### Information given:
▼
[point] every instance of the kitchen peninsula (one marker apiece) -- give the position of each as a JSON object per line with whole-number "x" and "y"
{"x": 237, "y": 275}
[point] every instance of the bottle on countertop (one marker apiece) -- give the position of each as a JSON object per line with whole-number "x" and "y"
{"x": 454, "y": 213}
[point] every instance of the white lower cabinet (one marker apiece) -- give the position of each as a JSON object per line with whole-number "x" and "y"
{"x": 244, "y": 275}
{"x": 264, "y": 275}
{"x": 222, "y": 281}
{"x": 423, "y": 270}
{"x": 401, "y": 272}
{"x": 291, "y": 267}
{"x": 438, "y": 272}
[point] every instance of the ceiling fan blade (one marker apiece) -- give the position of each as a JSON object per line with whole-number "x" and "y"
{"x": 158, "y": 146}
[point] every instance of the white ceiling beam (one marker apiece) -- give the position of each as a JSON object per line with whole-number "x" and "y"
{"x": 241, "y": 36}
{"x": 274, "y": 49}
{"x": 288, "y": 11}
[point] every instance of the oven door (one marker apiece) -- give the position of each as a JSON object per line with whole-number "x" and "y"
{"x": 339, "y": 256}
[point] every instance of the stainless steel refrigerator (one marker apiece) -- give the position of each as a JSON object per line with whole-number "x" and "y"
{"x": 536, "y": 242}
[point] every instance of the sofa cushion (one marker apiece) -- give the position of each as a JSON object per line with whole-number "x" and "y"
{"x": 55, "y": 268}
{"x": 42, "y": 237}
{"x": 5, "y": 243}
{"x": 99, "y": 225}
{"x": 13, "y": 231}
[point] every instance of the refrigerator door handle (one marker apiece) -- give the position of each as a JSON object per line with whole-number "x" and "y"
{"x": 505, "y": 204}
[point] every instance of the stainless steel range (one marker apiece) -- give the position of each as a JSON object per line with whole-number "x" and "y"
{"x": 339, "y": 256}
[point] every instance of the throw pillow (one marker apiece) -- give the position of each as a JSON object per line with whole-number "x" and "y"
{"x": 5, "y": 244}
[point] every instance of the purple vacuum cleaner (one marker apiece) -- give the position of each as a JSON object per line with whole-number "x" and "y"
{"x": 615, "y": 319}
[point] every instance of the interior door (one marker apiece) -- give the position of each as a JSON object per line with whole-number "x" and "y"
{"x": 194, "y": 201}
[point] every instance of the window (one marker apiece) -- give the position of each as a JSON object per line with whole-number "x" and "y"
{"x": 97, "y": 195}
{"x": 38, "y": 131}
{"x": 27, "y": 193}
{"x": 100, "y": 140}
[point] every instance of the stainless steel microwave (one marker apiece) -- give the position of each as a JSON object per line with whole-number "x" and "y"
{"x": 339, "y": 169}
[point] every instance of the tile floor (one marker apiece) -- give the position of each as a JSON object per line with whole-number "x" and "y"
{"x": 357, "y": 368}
▲
### Exercise requirements:
Every line from the one containing "[point] every instance of the stainless steel refrigerator" through the end of the entries above must be echoed exactly, with both ends kept.

### Full output:
[point] every instance of the stainless steel refrigerator (one marker apiece) -- give the position of each as a JSON object per line with whole-number "x" and "y"
{"x": 536, "y": 242}
[point] every instance of the sofa cushion (one marker apiece) -- give the position of each as a JSON object per line with whole-number "x" and "y"
{"x": 55, "y": 268}
{"x": 42, "y": 237}
{"x": 5, "y": 243}
{"x": 99, "y": 225}
{"x": 13, "y": 231}
[point] every instance of the refrigerator door handle (one marker apiece) -- give the position of each as a JSON object per line with whole-number "x" and "y"
{"x": 505, "y": 204}
[point] every instance of the stainless steel range (one marker apiece) -- give the position of each as a JSON object per line with whole-number "x" and "y"
{"x": 339, "y": 256}
[point] every instance of the throw pillow (one marker apiece) -- give the position of each as a JSON object per line with whole-number "x" and "y"
{"x": 5, "y": 244}
[point] every instance of the purple vacuum cleaner (one marker apiece) -- give the position of each as a JSON object per line with whole-number "x" and "y"
{"x": 615, "y": 319}
[point] every instance of the interior door (one marker apiece) -- give the position of each as a JSON object per line with whole-number "x" and "y"
{"x": 194, "y": 201}
[point] every instance of the window (one marker apiece) -- give the position of each as a JSON object per line with whole-number "x" and "y"
{"x": 97, "y": 195}
{"x": 38, "y": 131}
{"x": 27, "y": 193}
{"x": 100, "y": 140}
[point] every instance of the stainless steel microwave (one marker apiece) -- give the position of each as a JSON object per line with whole-number "x" and "y"
{"x": 339, "y": 169}
[point] every instance of the tile floor (one marker apiece) -- give the position of each as a JSON object per line with whole-number "x" and "y"
{"x": 357, "y": 368}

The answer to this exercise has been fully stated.